**Source passage**

In early 1980, two of the young vendors, florist Luz Marina Lozada and beverage vendor Marina Cuenca, were left alone after declining López's money, but they informed merchants of López's behaviour, believing he might be a child trafficker. On 9 March 1980, López tried to abduct 9-year-old Carmen Lozada, but her cries alerted bystanders, with López fleeing without the girl. Carmen identified López as the man who had previously offered her sister Luz Marina money. One of the first people who reached the scene, the plaza's merchant board president, Carolina Román Poveda, (Note: Often reported as Carlina or Carvina) ran around the market, trying to rally other merchants to search for the attempted kidnapper. She was ignored because of the heavy business, with some saying she was being paranoid due to the news. She followed López out of the market and caught him talking to another 9-year-old girl, claiming to be a lost visitor and offering 100 sucres to be guided around, which the girl accepted. Román intervened as López was leading the girl to a secluded path, shouting that López was going to sell the child and threw herself on López. Bystanders were first inclined to believe López, who claimed ignorance and called Román crazy, and told her to let him go free. However, due to her insistence and the fact that she said that López already tried to kidnap two other girls, the crowd was convinced to bring López back to the plaza, shoving and punching him along the way. Román's fellow merchants were critical of her accusation and also wanted to release López, but she demanded him to be given to the authorities. López was brought to a police station, but he was released shortly after.

In April, the areas surrounding Ambato were hit by flash flooding, unearthing the remains of four more young girls who had been previously reported missing. As the bodies bore signs of strangulation, the police reopened their investigations, contributing towards López's ultimate arrest later that same year.

**How to complete this task**
Duplicate the passage about López between "In April, the" and "that same year.", inclusive. The records are unrelated to the passage about López.

**Stored data**
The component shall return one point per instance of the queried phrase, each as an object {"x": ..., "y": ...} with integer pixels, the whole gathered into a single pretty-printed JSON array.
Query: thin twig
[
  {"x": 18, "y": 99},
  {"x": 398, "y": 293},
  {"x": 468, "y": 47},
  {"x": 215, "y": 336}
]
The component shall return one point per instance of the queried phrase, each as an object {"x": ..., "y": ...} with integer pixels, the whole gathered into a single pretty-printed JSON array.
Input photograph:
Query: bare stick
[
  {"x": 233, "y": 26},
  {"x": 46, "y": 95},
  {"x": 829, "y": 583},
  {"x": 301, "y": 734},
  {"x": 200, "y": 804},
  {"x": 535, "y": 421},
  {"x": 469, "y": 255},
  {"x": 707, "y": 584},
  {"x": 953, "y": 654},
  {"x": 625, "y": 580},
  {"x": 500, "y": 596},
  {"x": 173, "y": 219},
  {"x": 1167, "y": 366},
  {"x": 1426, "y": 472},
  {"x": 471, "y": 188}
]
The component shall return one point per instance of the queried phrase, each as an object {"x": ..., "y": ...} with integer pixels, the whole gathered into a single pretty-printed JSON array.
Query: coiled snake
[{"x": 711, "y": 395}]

**Task response**
In April, the areas surrounding Ambato were hit by flash flooding, unearthing the remains of four more young girls who had been previously reported missing. As the bodies bore signs of strangulation, the police reopened their investigations, contributing towards López's ultimate arrest later that same year.